▸ **ТРЕБОВАНИЯ**:
Перепишите список в виде CSV с двумя столбцами, «запрос» и «ответ», начиная со строки, где есть "of the yellowing", и до конца списка включительно. Выделите по строке на каждый запрос. Каждое значение поместите в отдельное поле в кавычках, а переносы строк замените пробелами.

::::::

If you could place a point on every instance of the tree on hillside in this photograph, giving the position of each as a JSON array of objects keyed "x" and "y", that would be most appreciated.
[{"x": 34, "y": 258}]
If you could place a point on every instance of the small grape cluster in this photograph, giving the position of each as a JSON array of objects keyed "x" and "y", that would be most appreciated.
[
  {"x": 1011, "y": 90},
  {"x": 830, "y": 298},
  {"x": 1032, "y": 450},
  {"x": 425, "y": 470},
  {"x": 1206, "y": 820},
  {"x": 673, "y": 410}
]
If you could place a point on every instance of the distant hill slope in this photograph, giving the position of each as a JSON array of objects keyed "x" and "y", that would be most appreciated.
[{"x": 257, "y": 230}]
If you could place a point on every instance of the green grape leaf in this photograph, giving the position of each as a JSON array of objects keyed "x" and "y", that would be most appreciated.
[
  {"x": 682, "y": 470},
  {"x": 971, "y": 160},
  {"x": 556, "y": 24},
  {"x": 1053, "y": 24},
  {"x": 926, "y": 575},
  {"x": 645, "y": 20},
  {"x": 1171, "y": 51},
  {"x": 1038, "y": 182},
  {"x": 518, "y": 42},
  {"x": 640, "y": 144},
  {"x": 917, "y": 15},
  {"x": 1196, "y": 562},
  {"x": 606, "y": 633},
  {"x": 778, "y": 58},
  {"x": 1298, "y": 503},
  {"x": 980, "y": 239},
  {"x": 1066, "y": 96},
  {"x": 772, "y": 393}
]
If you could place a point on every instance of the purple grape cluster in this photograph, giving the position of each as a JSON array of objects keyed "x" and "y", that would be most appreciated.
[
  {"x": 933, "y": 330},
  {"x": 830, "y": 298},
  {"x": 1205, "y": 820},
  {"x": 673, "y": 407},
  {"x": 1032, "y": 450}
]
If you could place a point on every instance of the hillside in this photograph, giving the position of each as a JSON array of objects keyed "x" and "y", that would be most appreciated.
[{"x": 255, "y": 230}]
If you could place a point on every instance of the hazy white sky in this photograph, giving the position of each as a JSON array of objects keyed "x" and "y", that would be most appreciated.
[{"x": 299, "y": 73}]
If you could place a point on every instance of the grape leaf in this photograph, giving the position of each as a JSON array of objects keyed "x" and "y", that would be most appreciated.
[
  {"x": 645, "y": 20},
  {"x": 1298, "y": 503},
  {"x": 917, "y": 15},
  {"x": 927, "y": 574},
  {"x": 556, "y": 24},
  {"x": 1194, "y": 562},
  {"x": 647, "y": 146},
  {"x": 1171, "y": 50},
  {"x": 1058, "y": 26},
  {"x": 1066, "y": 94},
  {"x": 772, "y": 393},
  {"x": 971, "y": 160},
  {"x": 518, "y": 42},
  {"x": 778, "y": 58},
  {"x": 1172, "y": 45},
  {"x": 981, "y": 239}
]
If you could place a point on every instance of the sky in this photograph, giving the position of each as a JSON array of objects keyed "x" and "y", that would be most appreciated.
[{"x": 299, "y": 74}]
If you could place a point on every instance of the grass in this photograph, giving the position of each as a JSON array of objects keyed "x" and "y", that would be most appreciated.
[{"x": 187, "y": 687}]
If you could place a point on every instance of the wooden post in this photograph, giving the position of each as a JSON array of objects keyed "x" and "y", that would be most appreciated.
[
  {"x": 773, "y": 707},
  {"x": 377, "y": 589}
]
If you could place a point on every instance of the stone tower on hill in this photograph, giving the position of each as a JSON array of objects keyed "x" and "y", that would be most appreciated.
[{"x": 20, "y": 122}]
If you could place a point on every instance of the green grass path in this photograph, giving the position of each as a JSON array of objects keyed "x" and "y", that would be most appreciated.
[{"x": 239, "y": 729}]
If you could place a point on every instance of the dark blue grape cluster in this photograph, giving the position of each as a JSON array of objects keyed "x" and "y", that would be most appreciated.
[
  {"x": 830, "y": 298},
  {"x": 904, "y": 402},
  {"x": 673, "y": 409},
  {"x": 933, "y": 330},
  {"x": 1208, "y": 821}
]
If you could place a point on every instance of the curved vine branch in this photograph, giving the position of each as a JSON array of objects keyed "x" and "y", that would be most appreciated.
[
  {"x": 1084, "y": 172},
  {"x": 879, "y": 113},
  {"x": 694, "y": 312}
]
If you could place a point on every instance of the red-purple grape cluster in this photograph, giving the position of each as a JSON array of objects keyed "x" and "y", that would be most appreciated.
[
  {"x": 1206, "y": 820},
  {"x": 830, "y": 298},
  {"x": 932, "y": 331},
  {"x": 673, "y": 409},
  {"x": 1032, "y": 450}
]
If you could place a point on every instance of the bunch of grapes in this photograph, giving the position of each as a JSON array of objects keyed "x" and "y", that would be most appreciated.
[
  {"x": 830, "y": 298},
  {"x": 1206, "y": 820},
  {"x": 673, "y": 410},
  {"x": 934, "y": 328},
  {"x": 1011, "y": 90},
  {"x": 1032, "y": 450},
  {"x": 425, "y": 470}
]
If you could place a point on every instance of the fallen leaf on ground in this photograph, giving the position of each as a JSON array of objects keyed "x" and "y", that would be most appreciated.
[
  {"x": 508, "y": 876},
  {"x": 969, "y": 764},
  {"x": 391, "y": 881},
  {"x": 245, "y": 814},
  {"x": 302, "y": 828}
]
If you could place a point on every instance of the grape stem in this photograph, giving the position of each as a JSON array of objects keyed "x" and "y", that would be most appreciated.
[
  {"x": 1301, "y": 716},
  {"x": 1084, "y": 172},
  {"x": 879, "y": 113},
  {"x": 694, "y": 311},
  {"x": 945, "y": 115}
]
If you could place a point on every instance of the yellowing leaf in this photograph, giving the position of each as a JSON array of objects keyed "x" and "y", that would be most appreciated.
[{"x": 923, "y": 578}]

::::::

▸ **ПРАВИЛЬНЫЙ ОТВЕТ**:
запрос,ответ
"If you could place a point on every instance of the yellowing leaf in this photograph, giving the position of each as a JSON array of objects keyed ""x"" and ""y"", that would be most appreciated.","[{""x"": 923, ""y"": 578}]"